**WHAT YOU WILL DO**
Please swap "Spot" for "Locate" in every one of the entries below and leave everything else unchanged.

**PROVIDED INFORMATION**
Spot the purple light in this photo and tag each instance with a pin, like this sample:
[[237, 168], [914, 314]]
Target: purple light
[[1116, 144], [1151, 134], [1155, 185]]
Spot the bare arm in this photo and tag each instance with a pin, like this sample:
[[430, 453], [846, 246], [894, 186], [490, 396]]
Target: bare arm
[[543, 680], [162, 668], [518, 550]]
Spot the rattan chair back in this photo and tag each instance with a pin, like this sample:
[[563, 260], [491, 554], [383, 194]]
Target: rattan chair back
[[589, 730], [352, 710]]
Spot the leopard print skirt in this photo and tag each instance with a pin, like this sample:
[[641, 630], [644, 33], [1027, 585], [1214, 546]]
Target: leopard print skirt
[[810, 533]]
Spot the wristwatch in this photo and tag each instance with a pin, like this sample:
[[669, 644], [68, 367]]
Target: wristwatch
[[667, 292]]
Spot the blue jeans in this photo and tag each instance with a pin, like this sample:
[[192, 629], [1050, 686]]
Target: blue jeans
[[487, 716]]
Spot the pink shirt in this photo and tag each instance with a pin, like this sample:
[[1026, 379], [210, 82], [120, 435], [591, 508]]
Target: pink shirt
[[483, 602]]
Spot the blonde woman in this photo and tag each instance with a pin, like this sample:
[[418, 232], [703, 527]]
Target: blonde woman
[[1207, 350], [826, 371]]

**FINAL RESULT**
Locate the purple light in this photo and tag each instance with a pin, like this sample:
[[237, 168], [914, 314]]
Target: purple light
[[1116, 144], [1151, 134], [1155, 185]]
Locate the bare arm in this photo and tag each instance with a pin, like this sample:
[[430, 453], [846, 246], [894, 186], [490, 396]]
Target: bare arm
[[543, 680], [162, 668], [518, 550]]
Locate the rattan chair back in this photo and tag each instance with a pin, like this sample:
[[563, 260], [491, 554], [383, 194]]
Target: rattan chair back
[[589, 730], [352, 710]]
Locate the leopard print skirt in this photo and tag each instance with a pin, like this sample:
[[641, 630], [644, 33], [1027, 585], [1214, 546]]
Target: leopard print skirt
[[810, 533]]
Locate the wristwatch in this photo and tag each instance with a pin, like this sample:
[[669, 644], [68, 367]]
Target: wristwatch
[[667, 292]]
Locate the blue jeans in this photo and tag each instance with a pin, like this sample:
[[192, 629], [1050, 686]]
Target: blue jeans
[[487, 716]]
Locate the pink shirt in this photo and tag each instance with a pin, like this sample:
[[1026, 379], [210, 82], [120, 435], [591, 508]]
Target: pink shirt
[[483, 602]]
Locate the blonde woman in this photo and tag each instance with a pin, like this sample:
[[418, 232], [703, 527]]
Target: blonde woman
[[1207, 350], [826, 371]]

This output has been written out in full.